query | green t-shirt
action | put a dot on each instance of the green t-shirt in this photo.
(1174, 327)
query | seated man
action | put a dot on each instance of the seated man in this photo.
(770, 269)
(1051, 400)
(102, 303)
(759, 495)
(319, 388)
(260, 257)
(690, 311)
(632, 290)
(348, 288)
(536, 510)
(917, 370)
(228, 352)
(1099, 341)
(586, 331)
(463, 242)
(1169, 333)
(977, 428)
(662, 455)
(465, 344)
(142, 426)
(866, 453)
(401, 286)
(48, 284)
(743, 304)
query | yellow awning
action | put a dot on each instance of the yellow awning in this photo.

==

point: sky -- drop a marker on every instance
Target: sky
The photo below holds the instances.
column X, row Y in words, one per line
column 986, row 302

WORK ITEM: Read each line of the material, and wherever the word "awning" turns up, copy that line.

YOUR SOLUTION:
query | yellow awning
action | put a dot on each instance of the yellow awning in this photo.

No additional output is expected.